RECORDS FOR THIS EXERCISE:
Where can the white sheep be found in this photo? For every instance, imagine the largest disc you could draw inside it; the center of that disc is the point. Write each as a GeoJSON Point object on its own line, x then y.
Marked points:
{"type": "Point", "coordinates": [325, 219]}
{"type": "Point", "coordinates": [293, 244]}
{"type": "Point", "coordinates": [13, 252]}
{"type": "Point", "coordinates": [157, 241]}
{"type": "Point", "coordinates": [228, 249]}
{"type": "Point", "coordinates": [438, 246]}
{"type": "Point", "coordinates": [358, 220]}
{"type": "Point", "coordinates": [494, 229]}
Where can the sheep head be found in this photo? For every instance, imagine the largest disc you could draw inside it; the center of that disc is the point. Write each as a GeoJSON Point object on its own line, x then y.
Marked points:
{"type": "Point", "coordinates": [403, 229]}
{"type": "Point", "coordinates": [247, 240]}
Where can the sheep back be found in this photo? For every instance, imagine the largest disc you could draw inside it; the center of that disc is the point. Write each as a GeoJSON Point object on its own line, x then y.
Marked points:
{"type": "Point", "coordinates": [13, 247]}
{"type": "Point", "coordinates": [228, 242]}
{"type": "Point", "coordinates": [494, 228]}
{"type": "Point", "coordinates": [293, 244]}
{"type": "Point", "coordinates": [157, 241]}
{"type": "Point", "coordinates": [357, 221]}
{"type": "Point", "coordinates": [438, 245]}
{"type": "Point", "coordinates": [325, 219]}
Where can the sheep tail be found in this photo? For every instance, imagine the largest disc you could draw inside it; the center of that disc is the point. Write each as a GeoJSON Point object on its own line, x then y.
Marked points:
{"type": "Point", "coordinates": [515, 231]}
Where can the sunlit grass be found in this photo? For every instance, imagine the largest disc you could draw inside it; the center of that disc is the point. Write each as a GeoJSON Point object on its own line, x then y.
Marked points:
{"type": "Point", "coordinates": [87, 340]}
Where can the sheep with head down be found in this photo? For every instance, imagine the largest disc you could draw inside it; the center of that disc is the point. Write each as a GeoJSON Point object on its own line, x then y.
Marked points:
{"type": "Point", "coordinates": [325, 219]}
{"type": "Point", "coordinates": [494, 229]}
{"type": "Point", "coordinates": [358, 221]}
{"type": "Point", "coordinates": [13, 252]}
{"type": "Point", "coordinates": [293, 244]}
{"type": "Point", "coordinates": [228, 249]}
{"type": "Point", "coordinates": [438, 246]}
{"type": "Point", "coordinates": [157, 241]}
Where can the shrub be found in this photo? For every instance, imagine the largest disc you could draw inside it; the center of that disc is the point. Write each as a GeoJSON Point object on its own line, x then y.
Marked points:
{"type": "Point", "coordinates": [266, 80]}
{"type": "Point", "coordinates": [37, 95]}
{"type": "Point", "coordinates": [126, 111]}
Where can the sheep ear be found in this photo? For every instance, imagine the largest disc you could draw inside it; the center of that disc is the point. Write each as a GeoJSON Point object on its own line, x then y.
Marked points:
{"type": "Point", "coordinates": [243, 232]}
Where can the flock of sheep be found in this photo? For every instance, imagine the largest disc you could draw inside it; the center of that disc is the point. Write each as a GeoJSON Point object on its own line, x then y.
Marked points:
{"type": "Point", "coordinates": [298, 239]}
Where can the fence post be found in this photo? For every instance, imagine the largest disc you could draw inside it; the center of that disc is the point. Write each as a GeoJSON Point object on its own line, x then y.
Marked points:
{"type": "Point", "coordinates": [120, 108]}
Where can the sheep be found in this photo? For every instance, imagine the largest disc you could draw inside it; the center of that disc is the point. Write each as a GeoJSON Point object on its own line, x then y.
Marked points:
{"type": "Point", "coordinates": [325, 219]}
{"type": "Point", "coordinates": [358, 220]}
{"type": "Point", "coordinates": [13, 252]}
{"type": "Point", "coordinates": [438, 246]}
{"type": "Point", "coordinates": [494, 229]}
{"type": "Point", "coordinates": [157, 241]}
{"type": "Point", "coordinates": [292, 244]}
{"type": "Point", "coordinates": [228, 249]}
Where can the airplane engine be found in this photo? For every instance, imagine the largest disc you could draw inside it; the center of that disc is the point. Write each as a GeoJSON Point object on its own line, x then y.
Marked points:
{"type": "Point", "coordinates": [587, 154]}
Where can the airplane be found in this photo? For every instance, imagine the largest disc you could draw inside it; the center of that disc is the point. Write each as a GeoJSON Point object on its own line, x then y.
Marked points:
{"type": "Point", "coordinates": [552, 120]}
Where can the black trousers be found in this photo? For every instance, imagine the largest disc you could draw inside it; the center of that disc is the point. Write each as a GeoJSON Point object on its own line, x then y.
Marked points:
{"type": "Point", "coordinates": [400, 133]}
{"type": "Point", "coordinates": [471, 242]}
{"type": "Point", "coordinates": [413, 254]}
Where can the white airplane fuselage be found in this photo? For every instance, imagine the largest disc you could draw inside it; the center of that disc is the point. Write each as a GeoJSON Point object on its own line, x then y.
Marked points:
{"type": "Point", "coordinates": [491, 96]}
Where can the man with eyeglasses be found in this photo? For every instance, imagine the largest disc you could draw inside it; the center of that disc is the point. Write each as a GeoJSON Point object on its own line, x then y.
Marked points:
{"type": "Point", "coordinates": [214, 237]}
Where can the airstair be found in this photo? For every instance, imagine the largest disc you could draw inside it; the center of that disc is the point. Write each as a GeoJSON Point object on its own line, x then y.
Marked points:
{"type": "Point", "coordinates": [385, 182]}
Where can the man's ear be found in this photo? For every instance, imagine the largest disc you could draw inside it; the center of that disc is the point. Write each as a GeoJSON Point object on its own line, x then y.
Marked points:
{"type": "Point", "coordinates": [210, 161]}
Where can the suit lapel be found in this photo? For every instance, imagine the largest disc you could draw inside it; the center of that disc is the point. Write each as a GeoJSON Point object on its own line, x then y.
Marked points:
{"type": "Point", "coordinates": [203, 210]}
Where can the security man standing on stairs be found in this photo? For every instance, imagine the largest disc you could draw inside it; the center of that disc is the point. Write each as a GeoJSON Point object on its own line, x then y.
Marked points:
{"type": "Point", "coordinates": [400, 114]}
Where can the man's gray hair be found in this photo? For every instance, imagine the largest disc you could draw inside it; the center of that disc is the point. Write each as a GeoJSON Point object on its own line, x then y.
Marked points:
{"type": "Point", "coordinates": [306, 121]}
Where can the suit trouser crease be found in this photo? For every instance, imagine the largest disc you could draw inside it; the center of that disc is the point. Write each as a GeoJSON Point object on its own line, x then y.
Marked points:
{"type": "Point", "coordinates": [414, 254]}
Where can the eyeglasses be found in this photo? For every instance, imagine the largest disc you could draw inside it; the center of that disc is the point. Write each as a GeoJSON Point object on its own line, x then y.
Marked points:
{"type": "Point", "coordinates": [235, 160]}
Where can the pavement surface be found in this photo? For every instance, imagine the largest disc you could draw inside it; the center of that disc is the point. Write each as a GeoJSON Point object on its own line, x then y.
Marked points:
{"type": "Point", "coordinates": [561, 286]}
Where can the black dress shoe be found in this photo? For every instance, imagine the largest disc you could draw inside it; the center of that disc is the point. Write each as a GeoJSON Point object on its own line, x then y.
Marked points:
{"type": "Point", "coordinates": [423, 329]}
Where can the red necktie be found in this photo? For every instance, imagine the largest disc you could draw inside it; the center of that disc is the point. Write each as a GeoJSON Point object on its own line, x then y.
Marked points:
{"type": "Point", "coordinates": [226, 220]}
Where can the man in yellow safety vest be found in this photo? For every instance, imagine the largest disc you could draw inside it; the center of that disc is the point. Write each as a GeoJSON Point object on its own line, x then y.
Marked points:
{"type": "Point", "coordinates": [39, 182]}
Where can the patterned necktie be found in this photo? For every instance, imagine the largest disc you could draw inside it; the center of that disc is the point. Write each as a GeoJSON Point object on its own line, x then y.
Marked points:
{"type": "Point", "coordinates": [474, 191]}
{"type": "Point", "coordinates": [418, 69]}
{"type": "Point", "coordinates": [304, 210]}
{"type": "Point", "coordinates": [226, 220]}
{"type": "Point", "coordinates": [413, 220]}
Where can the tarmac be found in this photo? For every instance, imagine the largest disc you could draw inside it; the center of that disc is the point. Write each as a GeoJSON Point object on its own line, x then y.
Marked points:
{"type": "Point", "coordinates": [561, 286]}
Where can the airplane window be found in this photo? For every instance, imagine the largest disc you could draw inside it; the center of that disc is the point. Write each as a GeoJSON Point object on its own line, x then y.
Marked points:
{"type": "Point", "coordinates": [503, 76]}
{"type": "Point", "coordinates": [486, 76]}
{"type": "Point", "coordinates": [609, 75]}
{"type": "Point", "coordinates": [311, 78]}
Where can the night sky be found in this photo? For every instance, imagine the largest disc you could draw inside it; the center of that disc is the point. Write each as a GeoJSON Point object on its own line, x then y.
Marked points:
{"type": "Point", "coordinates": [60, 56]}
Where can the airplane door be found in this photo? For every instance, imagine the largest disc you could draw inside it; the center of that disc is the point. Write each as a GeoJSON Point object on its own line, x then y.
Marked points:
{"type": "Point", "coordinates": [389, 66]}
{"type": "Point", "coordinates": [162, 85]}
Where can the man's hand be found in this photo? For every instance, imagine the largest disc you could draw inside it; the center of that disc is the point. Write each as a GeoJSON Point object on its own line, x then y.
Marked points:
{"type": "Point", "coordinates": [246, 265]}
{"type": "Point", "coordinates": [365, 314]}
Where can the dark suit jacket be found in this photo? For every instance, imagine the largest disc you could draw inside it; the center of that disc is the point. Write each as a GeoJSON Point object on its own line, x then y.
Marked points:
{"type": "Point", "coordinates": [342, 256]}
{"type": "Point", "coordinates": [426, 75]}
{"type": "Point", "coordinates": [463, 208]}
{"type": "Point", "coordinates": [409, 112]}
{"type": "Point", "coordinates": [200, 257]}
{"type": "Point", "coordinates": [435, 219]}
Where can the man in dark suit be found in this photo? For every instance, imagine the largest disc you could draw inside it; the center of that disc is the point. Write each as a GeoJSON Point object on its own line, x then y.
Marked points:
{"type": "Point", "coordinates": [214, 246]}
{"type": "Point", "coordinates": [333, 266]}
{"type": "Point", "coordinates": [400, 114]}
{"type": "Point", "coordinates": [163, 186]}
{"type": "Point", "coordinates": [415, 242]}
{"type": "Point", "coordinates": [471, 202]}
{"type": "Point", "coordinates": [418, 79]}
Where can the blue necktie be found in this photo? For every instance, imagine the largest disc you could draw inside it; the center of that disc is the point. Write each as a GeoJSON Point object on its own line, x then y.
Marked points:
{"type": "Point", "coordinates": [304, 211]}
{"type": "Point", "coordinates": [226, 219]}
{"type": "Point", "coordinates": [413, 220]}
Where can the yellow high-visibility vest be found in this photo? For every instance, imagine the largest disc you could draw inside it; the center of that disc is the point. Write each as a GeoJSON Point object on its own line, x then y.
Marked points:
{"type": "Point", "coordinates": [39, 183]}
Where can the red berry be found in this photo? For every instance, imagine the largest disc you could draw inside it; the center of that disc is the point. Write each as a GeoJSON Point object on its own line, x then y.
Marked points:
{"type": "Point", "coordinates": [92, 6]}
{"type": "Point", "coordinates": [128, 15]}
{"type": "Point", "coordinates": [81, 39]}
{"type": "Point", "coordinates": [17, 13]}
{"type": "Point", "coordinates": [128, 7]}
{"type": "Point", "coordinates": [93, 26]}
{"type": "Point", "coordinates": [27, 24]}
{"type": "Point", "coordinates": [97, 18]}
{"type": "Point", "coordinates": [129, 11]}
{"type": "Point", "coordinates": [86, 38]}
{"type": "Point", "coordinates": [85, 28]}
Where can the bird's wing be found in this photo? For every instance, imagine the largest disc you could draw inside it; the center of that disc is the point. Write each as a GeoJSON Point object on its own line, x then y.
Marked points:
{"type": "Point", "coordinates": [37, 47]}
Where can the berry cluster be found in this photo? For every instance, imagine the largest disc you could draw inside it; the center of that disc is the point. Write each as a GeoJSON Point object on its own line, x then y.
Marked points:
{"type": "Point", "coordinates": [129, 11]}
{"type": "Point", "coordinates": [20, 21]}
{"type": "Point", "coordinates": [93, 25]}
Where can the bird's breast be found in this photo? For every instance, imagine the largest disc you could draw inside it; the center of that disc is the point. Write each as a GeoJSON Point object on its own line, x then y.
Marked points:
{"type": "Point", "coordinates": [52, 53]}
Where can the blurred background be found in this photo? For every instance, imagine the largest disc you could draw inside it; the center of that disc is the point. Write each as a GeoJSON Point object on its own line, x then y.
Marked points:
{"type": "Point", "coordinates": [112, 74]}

AIM OF THE TASK: Pick out each line above that includes "suit" and show it.

FINISHED EXERCISE:
Where can the suit lapel be found in this photo? For every instance, imagine the largest disc you could draw inside it; the center of that disc is the point. Write each as a GeoJSON Point object on its own line, x then y.
Where can the suit trouser crease be found in this photo? For every instance, imagine the largest disc you could draw inside it; the center of that disc is the point. Write each as a GeoJSON Point object on its own line, x then y.
Where can the dark suit jacket be found in this photo? For every instance, imagine the largest disc you could draw inside it; the center of that disc is the point. Write each as a GeoJSON Point object on its own line, x then y.
Where can the man in dark suit be found in this photo? For every instance, imagine the largest disc you could draw inside it; the center of that disc is the point. Write each as a GeoJSON Point object on its own line, x then y.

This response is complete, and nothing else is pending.